**What you will do:**
1 – Repeat the part of the PL310 mailing-list thread starting with "I mean I received" and going on through "exynos4212 or later?".
2 – Go on with the PL310 double linefill thread, starting after its last line.

**Text segment:**
On Wed, Sep 14, 2011 at 4:43 PM, Siarhei Siamashka
<siarhei.siamashka@gmail.com> wrote:
> On Wed, Sep 14, 2011 at 9:08 AM, Kyungmin Park <kmpark@infradead.org> wrote:
>> Hi Siarhei,
>>
>> Interesting feature, and it's not samsung soc issue, so add the arm
>> mailing list.
>> It checked and the see the read performance improvement from 868MiB/s
>> to 981MiB/s with lmbench.
>
> Maybe lmbench does not try very hard to get the best out of the
> hardware? On my origenboard, I'm getting ~1.15GB/s performance for the
> standard LDM/STM based memcpy from libc-ports, which is ~2.3GB/s
> memory bandwidth if both reads and writes are accounted separately.
>
>> It's helpful to test other SoC., e.g., OMAP4, STE and so on.
>
> The current (?) state of the support for this feature in OMAP4 is
> explained here by Richard Woodruff:
> ? ?http://groups.google.com/group/pandaboard/msg/dfd2d2e1336d435b
>
>> BTW, why do you set the 27-bit? In my PL310 Spec., it's reserved bit
>> and should be zero (SBZ).
>
> This PL310 thing seems to have been renamed to "CoreLink Level 2 Cache
> Controller L2C-310" in later revisions, and its Prefetch Control
> Register is described here:
> ? ?http://infocenter.arm.com/help/topic/com.arm.doc.ddi0246f/CHDHIECI.html
Thanks for link. it has 27-bit description. but does it correct bit
description for exynos4 PL310?
I mean I received the PL310 TRM with exynos4 chip used. there's no
27-bit description. it's just reserved bit.
Can it enable the 27-bit at exynos4210? or can be used for exynos4212 or later?

Thank you,
Kyungmin Park
>
> Sorry for the confusing subject.
>
> Regarding bit 27 ('Double linefill on WRAP read disable'), it seems to
> reduce the impact of enabling double linefill on the random access
> latency as measured by my self-written simple memory benchmark
> program:
> ? ?http://github.com/downloads/ssvb/ssvb-membench/ssvb-membench-0.1.tar.gz
>
> --
> Best regards,
> Siarhei Siamashka
>

^ permalink raw reply	[flat|nested] 7+ messages in thread

* [PATCH] ARM: EXYNOS4: Enable double linefill in PL310 Prefetch Control Register
  2011-09-14  7:57     ` Kyungmin Park
@ 2011-09-14  8:20       ` Siarhei Siamashka
  2011-09-14 11:23         ` Kukjin Kim
  0 siblings, 1 reply; 7+ messages in thread
From: Siarhei Siamashka @ 2011-09-14  8:20 UTC (permalink / raw)
  To: linux-arm-kernel

On Wed, Sep 14, 2011 at 10:57 AM, Kyungmin Park <kmpark@infradead.org> wrote:
> On Wed, Sep 14, 2011 at 4:43 PM, Siarhei Siamashka
> <siarhei.siamashka@gmail.com> wrote:
>> On Wed, Sep 14, 2011 at 9:08 AM, Kyungmin Park <kmpark@infradead.org> wrote:
>>> Hi Siarhei,
>>>
>>> Interesting feature, and it's not samsung soc issue, so add the arm
>>> mailing list.

**Data entries:**
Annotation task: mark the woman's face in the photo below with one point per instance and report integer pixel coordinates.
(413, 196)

--

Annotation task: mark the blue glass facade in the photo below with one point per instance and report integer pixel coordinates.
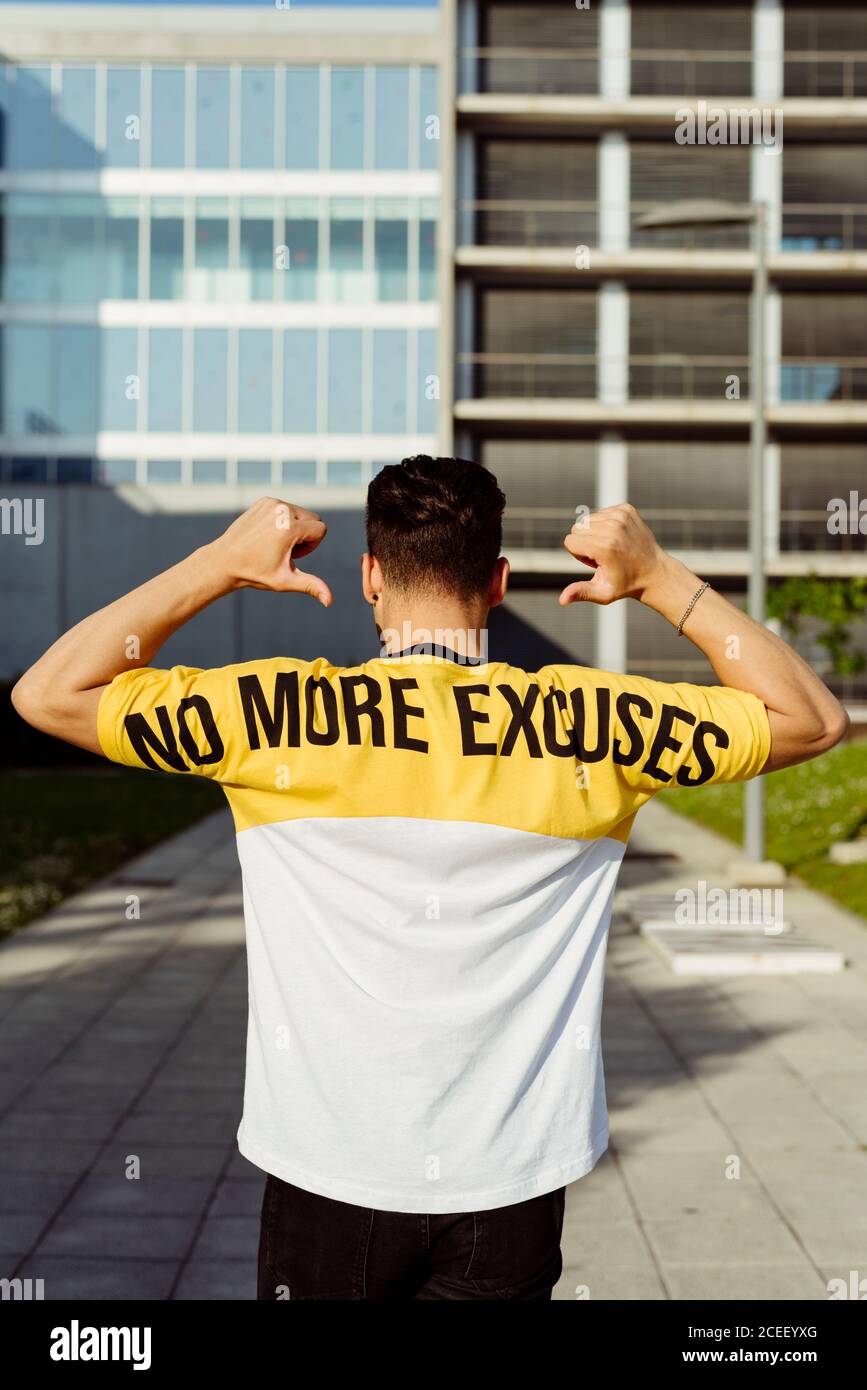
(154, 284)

**Responses to the exercise:**
1 –
I mean I received the PL310 TRM with exynos4 chip used. there's no
27-bit description. it's just reserved bit.
Can it enable the 27-bit at exynos4210? or can be used for exynos4212 or later?

2 –
>>> It checked and the see the read performance improvement from 868MiB/s
>>> to 981MiB/s with lmbench.
>>
>> Maybe lmbench does not try very hard to get the best out of the
>> hardware? On my origenboard, I'm getting ~1.15GB/s performance for the
>> standard LDM/STM based memcpy from libc-ports, which is ~2.3GB/s
>> memory bandwidth if both reads and writes are accounted separately.
>>
>>> It's helpful to test other SoC., e.g., OMAP4, STE and so on.
>>
>> The current (?) state of the support for this feature in OMAP4 is
>> explained here by Richard Woodruff:
>> ? ?http://groups.google.com/group/pandaboard/msg/dfd2d2e1336d435b
>>
>>> BTW, why do you set the 27-bit? In my PL310 Spec., it's reserved bit
>>> and should be zero (SBZ).
>>
>> This PL310 thing seems to have been renamed to "CoreLink Level 2 Cache
>> Controller L2C-310" in later revisions, and its Prefetch Control
>> Register is described here:
>> ? ?http://infocenter.arm.com/help/topic/com.arm.doc.ddi0246f/CHDHIECI.html
> Thanks for link. it has 27-bit description. but does it correct bit
> description for exynos4 PL310?
> I mean I received the PL310 TRM with exynos4 chip used. there's no
> 27-bit description. it's just reserved bit.
> Can it enable the 27-bit at exynos4210? or can be used for exynos4212 or later?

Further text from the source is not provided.